INSTRUCTIONS TO FOLLOW: Your response should consist of the full data, set down exactly.

= Beginning of Section =

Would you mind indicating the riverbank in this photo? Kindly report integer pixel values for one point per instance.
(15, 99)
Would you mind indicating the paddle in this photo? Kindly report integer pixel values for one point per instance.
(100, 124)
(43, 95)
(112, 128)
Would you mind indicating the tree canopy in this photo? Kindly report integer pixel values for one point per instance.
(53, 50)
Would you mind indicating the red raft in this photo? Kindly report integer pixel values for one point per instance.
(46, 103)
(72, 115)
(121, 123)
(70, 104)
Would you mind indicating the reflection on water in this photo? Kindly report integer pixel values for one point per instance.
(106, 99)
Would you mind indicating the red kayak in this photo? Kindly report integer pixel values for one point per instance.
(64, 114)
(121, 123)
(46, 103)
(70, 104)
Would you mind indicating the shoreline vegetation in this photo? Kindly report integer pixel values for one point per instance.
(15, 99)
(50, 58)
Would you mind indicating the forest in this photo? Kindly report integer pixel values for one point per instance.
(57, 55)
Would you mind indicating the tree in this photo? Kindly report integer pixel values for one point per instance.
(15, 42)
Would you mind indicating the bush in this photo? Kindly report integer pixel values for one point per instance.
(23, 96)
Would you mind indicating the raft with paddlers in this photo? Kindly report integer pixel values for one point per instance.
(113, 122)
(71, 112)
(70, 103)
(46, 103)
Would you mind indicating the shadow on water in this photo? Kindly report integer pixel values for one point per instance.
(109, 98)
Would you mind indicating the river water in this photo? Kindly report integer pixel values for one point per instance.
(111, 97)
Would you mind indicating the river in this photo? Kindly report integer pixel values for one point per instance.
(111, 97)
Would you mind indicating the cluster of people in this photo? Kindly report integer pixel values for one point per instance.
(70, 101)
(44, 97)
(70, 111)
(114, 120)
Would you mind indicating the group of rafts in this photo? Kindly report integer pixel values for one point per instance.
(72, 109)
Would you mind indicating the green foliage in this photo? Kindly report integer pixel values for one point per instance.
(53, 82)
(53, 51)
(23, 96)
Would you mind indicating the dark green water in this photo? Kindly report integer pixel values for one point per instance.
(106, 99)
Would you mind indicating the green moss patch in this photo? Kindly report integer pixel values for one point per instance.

= End of Section =

RESULT BELOW:
Would you mind indicating the riverbank in this photo? Kindly report integer pixel values for one point per instance.
(15, 99)
Would you mind indicating the paddle in this photo? Kindly report integer pixel values for one point per instance.
(100, 124)
(43, 95)
(112, 128)
Would you mind indicating the tree canopy in this photo? Kindly report integer pixel values for one point per instance.
(53, 50)
Would you mind indicating the red raft in this photo? Kindly report integer pixel values for one point per instance.
(46, 103)
(72, 115)
(121, 123)
(70, 104)
Would you mind indicating the reflection on water in this photo? Kindly report integer pixel values for one point per instance.
(106, 99)
Would you mind indicating the red kayak in this photo? Kindly report integer pixel values for one point per instance.
(64, 114)
(121, 123)
(46, 103)
(70, 104)
Would you mind indicating the shoreline vegetation in this photo? Kindly report integer pixel values for one point per instance.
(15, 99)
(50, 58)
Would you mind indicating the forest in this photo? Kindly report integer pixel values for one point per instance.
(57, 55)
Would you mind indicating the tree in this photo? Kindly report integer pixel values for one point per instance.
(15, 42)
Would you mind indicating the bush in this photo? Kindly report integer pixel values for one point per instance.
(23, 96)
Would you mind indicating the raft with paddlers in this photo? Kindly report integer pixel values for one point per instance.
(113, 122)
(71, 112)
(70, 103)
(46, 103)
Would you mind indicating the shadow on water in this photo? Kindly report integer pixel values for one point per instance.
(109, 98)
Would you mind indicating the river water in this photo? Kindly report integer pixel values for one point per instance.
(111, 97)
Would you mind indicating the river in this photo? Kindly report integer pixel values for one point per instance.
(111, 97)
Would you mind indicating the cluster of people in this photo? Kindly report integer pixel values for one point per instance.
(70, 101)
(44, 97)
(70, 111)
(114, 120)
Would you mind indicating the group of rafts in this photo? Kindly report integer pixel values for one point per instance.
(72, 109)
Would you mind indicating the green foliage in this photo? Kindly report integer pixel values for one point per instance.
(53, 82)
(53, 51)
(23, 96)
Would you mind indicating the dark green water in this photo? Kindly report integer pixel values for one point per instance.
(106, 99)
Would you mind indicating the green moss patch in this photo? Kindly report integer pixel values for one point per instance.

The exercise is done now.